| Task statement |
Shift every coordinate in the answers by 139 and copy out the items, requests included, from the start of the items through the line that contains "(476, 1080)", inclusive. Omit the pictures from your copy.

— begin Provided data —

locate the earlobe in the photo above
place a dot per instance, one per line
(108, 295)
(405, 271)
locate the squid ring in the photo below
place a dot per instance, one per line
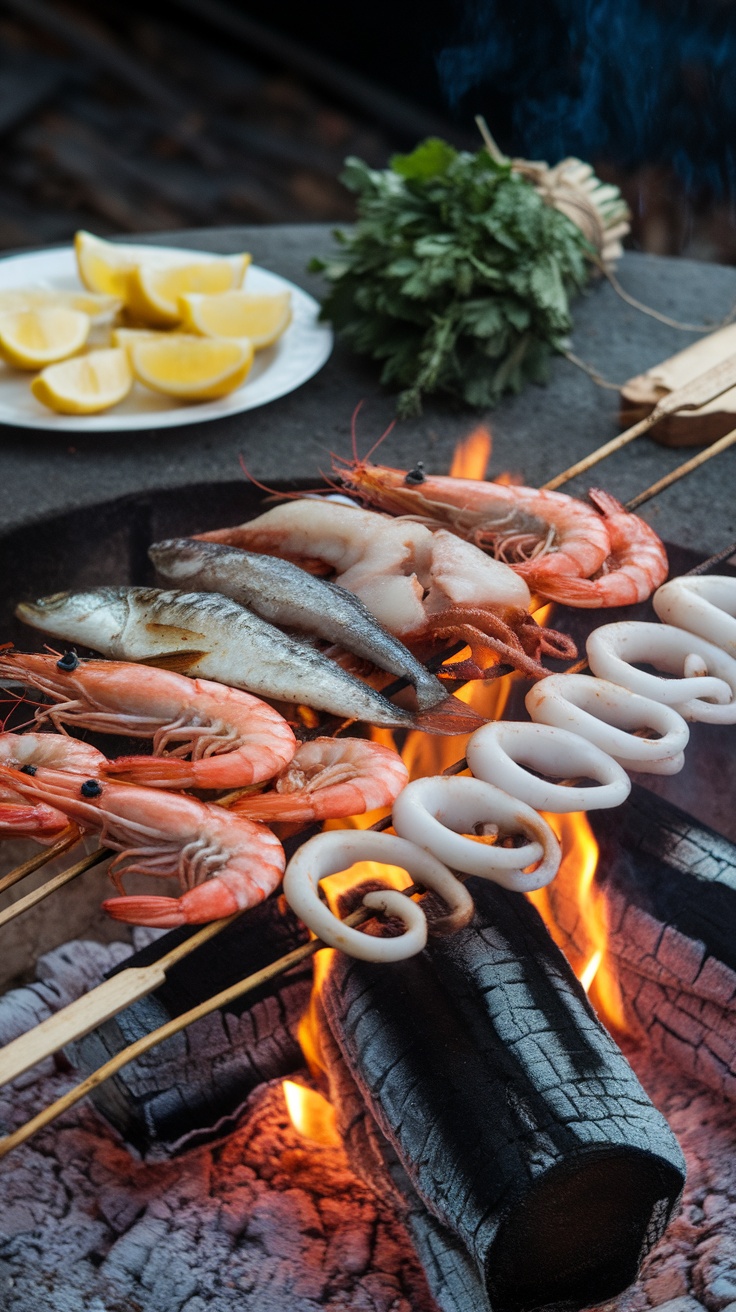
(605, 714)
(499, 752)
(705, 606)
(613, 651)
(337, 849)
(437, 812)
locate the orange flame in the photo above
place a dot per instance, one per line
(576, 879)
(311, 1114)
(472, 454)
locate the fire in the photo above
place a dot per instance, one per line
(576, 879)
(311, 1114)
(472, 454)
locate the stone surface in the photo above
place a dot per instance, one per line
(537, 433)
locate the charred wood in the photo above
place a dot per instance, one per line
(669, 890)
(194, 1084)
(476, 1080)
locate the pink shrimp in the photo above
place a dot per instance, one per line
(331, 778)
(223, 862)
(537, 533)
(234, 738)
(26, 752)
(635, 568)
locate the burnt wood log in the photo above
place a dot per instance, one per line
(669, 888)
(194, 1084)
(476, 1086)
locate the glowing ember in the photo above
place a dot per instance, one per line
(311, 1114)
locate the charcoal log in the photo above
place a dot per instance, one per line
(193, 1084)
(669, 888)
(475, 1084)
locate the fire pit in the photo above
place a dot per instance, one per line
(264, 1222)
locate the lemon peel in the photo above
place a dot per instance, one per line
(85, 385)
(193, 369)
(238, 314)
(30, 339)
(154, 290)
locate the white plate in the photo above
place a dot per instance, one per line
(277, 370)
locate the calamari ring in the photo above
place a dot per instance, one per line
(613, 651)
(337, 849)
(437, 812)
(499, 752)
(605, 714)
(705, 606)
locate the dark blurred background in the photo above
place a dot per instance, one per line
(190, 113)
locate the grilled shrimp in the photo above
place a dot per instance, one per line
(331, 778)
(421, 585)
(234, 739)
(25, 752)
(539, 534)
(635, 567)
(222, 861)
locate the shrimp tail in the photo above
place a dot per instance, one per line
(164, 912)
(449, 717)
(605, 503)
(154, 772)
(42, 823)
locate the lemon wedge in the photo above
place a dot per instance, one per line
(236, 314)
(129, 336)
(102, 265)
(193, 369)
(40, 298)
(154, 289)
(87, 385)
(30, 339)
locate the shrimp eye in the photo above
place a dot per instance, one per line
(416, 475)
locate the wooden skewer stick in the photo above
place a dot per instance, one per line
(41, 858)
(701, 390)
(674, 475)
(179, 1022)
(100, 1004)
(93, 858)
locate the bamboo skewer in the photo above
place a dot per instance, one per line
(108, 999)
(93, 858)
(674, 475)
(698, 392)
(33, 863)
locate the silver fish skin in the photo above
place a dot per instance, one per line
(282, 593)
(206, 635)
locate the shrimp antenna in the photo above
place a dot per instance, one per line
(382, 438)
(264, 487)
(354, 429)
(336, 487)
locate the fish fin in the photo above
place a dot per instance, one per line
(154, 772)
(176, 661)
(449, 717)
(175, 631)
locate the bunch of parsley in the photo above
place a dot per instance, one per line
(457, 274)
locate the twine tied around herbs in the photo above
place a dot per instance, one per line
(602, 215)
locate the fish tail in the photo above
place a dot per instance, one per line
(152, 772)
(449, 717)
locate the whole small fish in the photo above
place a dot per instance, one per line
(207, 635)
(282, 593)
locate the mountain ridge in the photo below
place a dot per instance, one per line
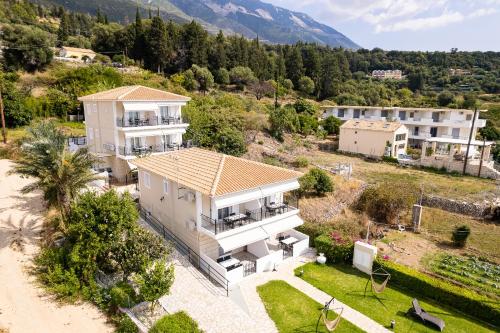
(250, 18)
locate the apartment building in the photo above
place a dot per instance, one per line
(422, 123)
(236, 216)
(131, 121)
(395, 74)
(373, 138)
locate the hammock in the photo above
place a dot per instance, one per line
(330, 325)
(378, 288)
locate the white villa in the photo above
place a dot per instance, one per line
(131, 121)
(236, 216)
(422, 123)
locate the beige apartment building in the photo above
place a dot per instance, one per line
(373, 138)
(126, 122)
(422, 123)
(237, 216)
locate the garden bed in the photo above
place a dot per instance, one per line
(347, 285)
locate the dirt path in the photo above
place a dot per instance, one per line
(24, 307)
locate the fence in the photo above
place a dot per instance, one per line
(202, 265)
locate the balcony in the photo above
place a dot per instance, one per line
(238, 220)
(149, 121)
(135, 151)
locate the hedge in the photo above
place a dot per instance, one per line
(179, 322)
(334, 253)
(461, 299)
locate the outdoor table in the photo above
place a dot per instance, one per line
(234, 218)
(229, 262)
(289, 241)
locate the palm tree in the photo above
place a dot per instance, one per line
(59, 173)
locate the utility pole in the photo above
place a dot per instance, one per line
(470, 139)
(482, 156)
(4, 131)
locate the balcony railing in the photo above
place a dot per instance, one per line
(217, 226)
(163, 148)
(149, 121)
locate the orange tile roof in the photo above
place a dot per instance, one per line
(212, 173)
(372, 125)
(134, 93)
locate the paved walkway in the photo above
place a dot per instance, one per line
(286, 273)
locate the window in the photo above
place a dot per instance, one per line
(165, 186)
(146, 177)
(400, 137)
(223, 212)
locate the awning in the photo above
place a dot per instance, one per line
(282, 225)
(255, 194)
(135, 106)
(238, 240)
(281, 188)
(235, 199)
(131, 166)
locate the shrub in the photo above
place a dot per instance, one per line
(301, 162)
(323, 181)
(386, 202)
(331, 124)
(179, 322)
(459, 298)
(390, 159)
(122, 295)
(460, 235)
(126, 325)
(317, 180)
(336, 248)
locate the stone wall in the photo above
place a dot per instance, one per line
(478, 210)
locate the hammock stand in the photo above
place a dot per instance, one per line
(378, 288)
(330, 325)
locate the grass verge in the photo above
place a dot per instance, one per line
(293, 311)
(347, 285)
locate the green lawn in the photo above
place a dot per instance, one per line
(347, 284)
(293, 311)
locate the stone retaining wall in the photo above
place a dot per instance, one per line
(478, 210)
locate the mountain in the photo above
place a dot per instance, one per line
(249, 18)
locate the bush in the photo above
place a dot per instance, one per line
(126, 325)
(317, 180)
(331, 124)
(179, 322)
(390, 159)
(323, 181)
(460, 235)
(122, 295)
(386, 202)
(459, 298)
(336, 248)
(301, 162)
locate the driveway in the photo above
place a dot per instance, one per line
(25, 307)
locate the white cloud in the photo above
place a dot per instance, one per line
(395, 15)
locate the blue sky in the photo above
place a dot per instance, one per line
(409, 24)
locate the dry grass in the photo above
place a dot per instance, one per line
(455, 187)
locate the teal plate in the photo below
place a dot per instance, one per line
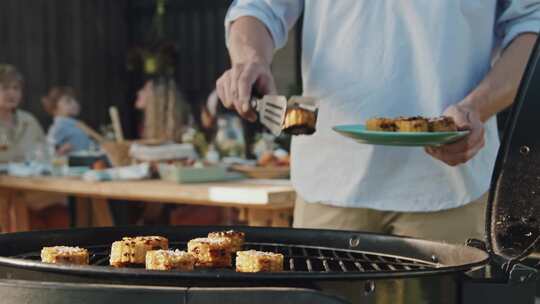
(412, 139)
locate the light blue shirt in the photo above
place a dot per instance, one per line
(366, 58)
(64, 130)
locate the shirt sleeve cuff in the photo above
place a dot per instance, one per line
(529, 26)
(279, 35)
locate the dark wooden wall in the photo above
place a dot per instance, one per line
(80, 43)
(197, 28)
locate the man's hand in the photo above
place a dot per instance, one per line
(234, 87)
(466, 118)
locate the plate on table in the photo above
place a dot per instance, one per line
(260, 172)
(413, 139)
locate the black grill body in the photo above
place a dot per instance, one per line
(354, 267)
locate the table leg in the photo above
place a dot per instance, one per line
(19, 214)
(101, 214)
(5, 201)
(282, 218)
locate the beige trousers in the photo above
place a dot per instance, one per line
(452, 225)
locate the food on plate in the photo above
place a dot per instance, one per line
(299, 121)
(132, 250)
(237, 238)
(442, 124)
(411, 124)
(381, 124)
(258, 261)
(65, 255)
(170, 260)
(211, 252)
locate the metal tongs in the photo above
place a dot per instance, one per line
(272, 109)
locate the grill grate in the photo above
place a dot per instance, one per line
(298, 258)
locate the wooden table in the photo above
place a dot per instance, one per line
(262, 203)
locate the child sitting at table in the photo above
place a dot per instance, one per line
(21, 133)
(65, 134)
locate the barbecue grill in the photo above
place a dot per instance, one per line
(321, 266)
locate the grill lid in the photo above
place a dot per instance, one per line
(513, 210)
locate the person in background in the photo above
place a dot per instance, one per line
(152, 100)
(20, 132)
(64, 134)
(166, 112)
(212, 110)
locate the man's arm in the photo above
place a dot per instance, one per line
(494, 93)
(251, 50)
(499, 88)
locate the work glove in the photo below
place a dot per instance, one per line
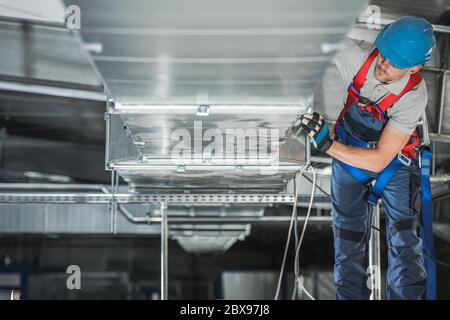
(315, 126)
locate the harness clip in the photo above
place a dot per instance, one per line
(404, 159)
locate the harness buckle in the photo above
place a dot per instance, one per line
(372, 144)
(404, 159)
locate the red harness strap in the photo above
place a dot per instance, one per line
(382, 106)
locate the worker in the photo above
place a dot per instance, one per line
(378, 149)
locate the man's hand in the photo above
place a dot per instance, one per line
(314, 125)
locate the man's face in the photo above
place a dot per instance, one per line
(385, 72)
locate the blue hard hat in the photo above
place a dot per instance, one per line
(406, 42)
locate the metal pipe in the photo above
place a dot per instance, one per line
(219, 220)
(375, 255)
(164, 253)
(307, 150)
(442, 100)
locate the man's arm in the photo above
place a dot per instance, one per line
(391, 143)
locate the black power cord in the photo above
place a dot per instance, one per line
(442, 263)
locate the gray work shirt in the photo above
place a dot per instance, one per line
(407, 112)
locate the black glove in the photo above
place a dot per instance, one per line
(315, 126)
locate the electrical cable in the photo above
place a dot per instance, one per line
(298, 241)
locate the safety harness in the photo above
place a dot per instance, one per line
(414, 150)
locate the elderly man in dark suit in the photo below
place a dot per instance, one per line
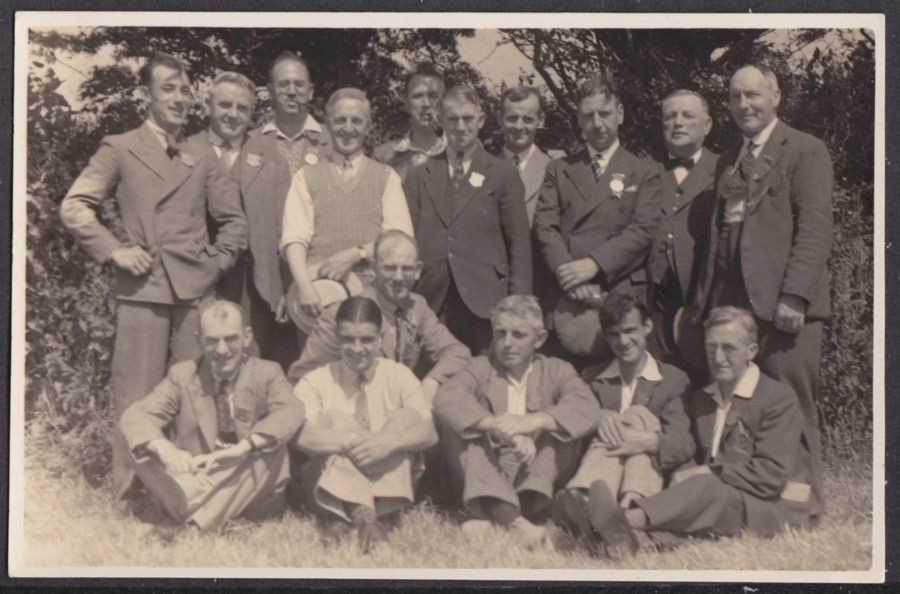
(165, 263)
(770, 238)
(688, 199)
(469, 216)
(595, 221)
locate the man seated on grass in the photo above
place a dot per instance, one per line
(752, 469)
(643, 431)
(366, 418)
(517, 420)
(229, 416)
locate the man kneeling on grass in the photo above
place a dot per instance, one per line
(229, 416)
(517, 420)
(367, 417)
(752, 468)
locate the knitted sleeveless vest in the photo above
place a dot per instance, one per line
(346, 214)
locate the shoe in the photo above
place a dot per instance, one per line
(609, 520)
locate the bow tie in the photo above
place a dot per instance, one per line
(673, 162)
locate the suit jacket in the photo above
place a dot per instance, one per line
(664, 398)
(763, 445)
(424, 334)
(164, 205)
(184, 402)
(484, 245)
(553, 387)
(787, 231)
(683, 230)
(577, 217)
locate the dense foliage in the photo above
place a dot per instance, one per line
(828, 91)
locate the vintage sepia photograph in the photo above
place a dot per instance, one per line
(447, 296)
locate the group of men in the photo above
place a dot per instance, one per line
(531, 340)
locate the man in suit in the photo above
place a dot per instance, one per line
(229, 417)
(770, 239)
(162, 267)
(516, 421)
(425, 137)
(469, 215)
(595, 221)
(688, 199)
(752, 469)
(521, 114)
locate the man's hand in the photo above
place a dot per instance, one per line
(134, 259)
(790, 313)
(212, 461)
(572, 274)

— end Provided data —

| Answer to this problem |
locate the earlobe in the photo above
place a dot per instance, one per line
(247, 434)
(544, 410)
locate the squid ring in the photo below
place a dot per instance, one per line
(744, 853)
(638, 891)
(844, 745)
(752, 790)
(476, 988)
(576, 951)
locate the orange flame in the photo above
place a dot per instance, one per line
(715, 1018)
(450, 1253)
(611, 593)
locate the fire in the photo above
place a dot per instance, one per line
(715, 1018)
(450, 1253)
(611, 593)
locate the stone surface in the photo above
place a dot per instance, one per line
(676, 572)
locate the charred wood in the photo above
place a dot per instance, one per line
(808, 1029)
(333, 1223)
(615, 1219)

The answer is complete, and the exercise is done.